#### [Requirement]
What you return should match the data below exactly, with every entry reproduced.

#### [Records for the task]
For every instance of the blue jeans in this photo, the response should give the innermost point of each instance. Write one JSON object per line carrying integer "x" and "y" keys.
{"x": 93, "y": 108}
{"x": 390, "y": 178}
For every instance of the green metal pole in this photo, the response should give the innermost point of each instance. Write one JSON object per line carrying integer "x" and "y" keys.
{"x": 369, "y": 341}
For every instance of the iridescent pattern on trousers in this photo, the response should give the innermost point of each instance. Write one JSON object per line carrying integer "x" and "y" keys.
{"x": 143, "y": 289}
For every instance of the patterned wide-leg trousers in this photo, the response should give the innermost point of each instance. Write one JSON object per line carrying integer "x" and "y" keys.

#### [Task result]
For every instance of the blue jeans in this photo, the response should give the innermost point of each instance. Write one JSON object per line carrying integer "x" and "y" keys.
{"x": 93, "y": 108}
{"x": 390, "y": 178}
For every instance of the green metal pole in this photo, the response should give the innermost point of each instance. Write one JSON object per line carrying integer "x" and "y" keys.
{"x": 369, "y": 341}
For every instance of the iridescent pattern on trousers in this photo, the response should give the innermost point of each instance. Write one JSON object per line carrying integer "x" and "y" keys.
{"x": 143, "y": 289}
For every instance of the patterned wide-leg trousers in this photo, the response should give the innermost point of each instance. Write one JSON object per line carrying integer "x" and "y" keys.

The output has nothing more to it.